— BEGIN Selected extract —

Published in Canadian Forest Industry Magazine March 29, 2018 - When Al and Erin Fitchett look out their picture window, across the west arm of Kootenay Lake near Nelson, B.C., they see the steep forests of the Selkirk Mountains stretching off in the distance. They also see scattered traces of the loggers who came before them, men and women who made their living sustainably harvesting the mature fir, hemlock and cedar for the local sawmills.
Those mills helped the nearby communities thrive and expand and were not seen as eyesores and polluters but rather as necessary employers that supported many families. The loggers of yore were proud of what they did for a living. They were highly skilled, did a dangerous job and the towns-folk understood and welcomed them with open arms.
But 30 or 40 years ago, public perception began to shift. Suddenly anything that affected the pristine beauty of an untouched forest was bad, even tragic. Many people back then didn’t look across at a harvested forest and see healthy regrowth and renewed diversity, all they saw was stumps and razed ground. There was even a mainstream feature cartoon movie at the time that portrayed loggers as the minions of the underworld leading to many uncomfortable conversations between people who made their living from the forests and their children. Some politicians bent to the will of their more noisome constituents and sacrificed the living-wage jobs that were the life-blood of small rural communities and mills began to disappear. Loggers began to guard their privacy from the ravages of public opinion and in some cases, were even reluctant to discuss what they did for a living.
Since then the situation between forest workers and the public has changed considerably. People now see wood products as a positive alternative to other less environment-friendly building materials and for the most part they understand the temporary nature of a clear cut. As prominent loggers in their community for the past 20 years, Al and Erin feel they are helping to restore the confidence and pride of being a logger.
In 1998 Al bought a used CAT D4 Hi-drive crawler with a winch on the back and founded A.F. Timber Co. He hired a co-worker and together they would fall trees in the morning skid them out in the afternoon. They secured work logging private land and were soon off and running, supplying timber to the local West Kootenay mills. They did that for two years, picking up used equipment when they needed it until one day, Al took the plunge and bought a Thunderbird TMY40 yarder to take advantage of the abundance of steeply forested slopes in the local mountains.

— END Selected extract —
— BEGIN Supplied material —

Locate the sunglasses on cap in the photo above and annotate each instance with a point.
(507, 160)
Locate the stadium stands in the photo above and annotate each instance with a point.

— END Supplied material —

Copy out the article on Al and Erin Fitchett's logging work in full, word for word.

Published in Canadian Forest Industry Magazine March 29, 2018 - When Al and Erin Fitchett look out their picture window, across the west arm of Kootenay Lake near Nelson, B.C., they see the steep forests of the Selkirk Mountains stretching off in the distance. They also see scattered traces of the loggers who came before them, men and women who made their living sustainably harvesting the mature fir, hemlock and cedar for the local sawmills.
Those mills helped the nearby communities thrive and expand and were not seen as eyesores and polluters but rather as necessary employers that supported many families. The loggers of yore were proud of what they did for a living. They were highly skilled, did a dangerous job and the towns-folk understood and welcomed them with open arms.
But 30 or 40 years ago, public perception began to shift. Suddenly anything that affected the pristine beauty of an untouched forest was bad, even tragic. Many people back then didn’t look across at a harvested forest and see healthy regrowth and renewed diversity, all they saw was stumps and razed ground. There was even a mainstream feature cartoon movie at the time that portrayed loggers as the minions of the underworld leading to many uncomfortable conversations between people who made their living from the forests and their children. Some politicians bent to the will of their more noisome constituents and sacrificed the living-wage jobs that were the life-blood of small rural communities and mills began to disappear. Loggers began to guard their privacy from the ravages of public opinion and in some cases, were even reluctant to discuss what they did for a living.
Since then the situation between forest workers and the public has changed considerably. People now see wood products as a positive alternative to other less environment-friendly building materials and for the most part they understand the temporary nature of a clear cut. As prominent loggers in their community for the past 20 years, Al and Erin feel they are helping to restore the confidence and pride of being a logger.
In 1998 Al bought a used CAT D4 Hi-drive crawler with a winch on the back and founded A.F. Timber Co. He hired a co-worker and together they would fall trees in the morning skid them out in the afternoon. They secured work logging private land and were soon off and running, supplying timber to the local West Kootenay mills. They did that for two years, picking up used equipment when they needed it until one day, Al took the plunge and bought a Thunderbird TMY40 yarder to take advantage of the abundance of steeply forested slopes in the local mountains.